▸ **TEXTO PROPORCIONADO**:
# # # #

El presidente de Brasil, Michel Temer, retrocedió y revocó el polémico decreto que había ordenado el despliegue de tropas militares en la Explanada de los Ministerios en Brasilia.
La decisión, lejos de ser la demostración de principios de un estadista, es una respuesta política al rechazo que generó la medida, motivada más por el temor de que se precipiten hechos que lo alejen del poder que por una amenaza real a la seguridad en las sedes del poder ejecutivo nacional.
El presidente requirió sólo unas horas de protestas –es cierto, con algunos focos de violencia como el incendio en el hall del Ministerio de Agricultura- para echar mano de una herramienta que, por cualquier gobernante, sería vista como un último recurso: la movilización de militares y el traspaso de tareas de seguridad nacional a las tropas.
Cabe recordar que Brasil, como nuestro país, vivió una cruenta dictadura militar. A diferencia de Argentina, los genocidas no fueron juzgados por cometer delitos de lesa humanidad. Es más, existen organizaciones de militares retirados que reivindican el terrorismo de Estado. Esas organizaciones participaron activamente en las marchas contra la presidenta Dilma Rousseff, marchas en donde muchos –no todos- manifestantes civiles portaron carteles pidiendo el regreso del gobierno militar.
Estos elementos, sumados a la brutal represión documentada por movimientos sociales y medios de comunicación, hicieron que el decreto firmado por Temer encendiera las alarmas.
Pero la militarización de Brasilia no es sólo el reflejo de un presidente que se siente cómodo empleando mecanismos represivos. Es, también, la señal más evidente de un gobernante que vislumbra en soledad su caída.
El jueves de la semana pasada, horas después de que saliera a la luz la grabación de Joesley Batista que vinculan al mandatario brasileño con sobornos, la dimisión de Temer se daba por descontada. Sorprendió, entonces, con un anuncio de prensa en el que proclamó “No renunciaré”.
El fin de semana, su base aliada, el poderoso Partido de la Social Democracia Brasileña (PSDB) y el derechista DEM preparaban su salida de la coalición de Gobierno. La retrasaron a pedido de Temer y a la espera del impacto que tuvieran las manifestaciones del domingo en contra del Ejecutivo. La lluvia le jugó una mala pasada a la oposición de izquierda y los movimientos sociales.
Fue una tormenta la que dio un poco más de oxígeno a Temer en medio de su huracán.

# # # #

▸ **DATOS DE ORIGEN**:
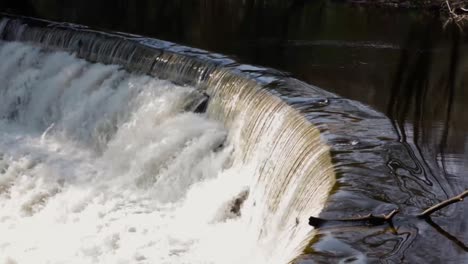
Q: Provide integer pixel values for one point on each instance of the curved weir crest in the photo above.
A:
(103, 160)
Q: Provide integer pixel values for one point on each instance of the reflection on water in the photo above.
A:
(402, 63)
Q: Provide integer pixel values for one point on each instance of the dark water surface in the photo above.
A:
(403, 63)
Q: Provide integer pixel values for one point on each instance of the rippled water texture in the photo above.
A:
(409, 154)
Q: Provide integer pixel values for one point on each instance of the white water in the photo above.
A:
(101, 166)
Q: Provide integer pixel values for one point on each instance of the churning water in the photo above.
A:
(98, 165)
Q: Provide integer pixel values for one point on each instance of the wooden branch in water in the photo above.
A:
(443, 204)
(373, 220)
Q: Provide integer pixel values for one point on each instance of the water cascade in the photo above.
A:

# # # #

▸ **PARTES DEL EJERCICIO**:
1. En el texto sobre Michel Temer, ¿qué partidos de su base aliada preparaban el fin de semana su salida de la coalición de Gobierno?
2. Continúa el texto sobre Michel Temer después de su última oración.
No hace falta consultar los registros.

▸ **TUS RESPUESTAS**:
1. El Partido de la Social Democracia Brasileña (PSDB) y el DEM.

2.
Pero el engranaje político que sostiene al mandatario quedó herido de muerte. No son secretas las reuniones y negociaciones de todos los sectores –su propio partido el PMDB, el PSDB, DEM, el Partido de los Trabajadores (PT), el establishment financiero…- para definir cómo será el proceso que lo aparte de la Presidencia.
Formalmente el golpe de gracia para que esas elucubraciones se conviertan en una realidad será el 6 de junio, fecha en que el Tribunal Superior Electoral retome el juicio por la financiación ilegal de la campaña Rousseff-Temer, un proceso que puede costarle vía judicial el cargo.
No obstante, una manifestación masiva puede precipitar la decisión política.
Fueron los dos millones de brasileños que en agosto de 2015 salieron a la calle los que envalentonaron a toda la oposición a Rousseff a iniciar el impeachment en su contra. Todavía resuenan las imágenes dantescas de diputados y senadores, investigados por corrupción, pronunciando encendidos discursos sobre el bien de la inmaculada República.
¿Cuántos ciudadanos se necesitarán en las calles ahora para que esa misma dirigencia decida “sacrificar” a uno de los suyos, una vez más, en nombre de la institucionalidad?
Temer está interiorizado con esa estrategia. La usó. La presión popular fue una de las herramientas que le allanó el camino hacia el Planalto.
Y por ello estuvo dispuesto a cercarla a toda costa, de allí un decreto como el del miércoles, blindando de militares las calles para contener las manifestaciones. Mejor dicho, para impedirlas.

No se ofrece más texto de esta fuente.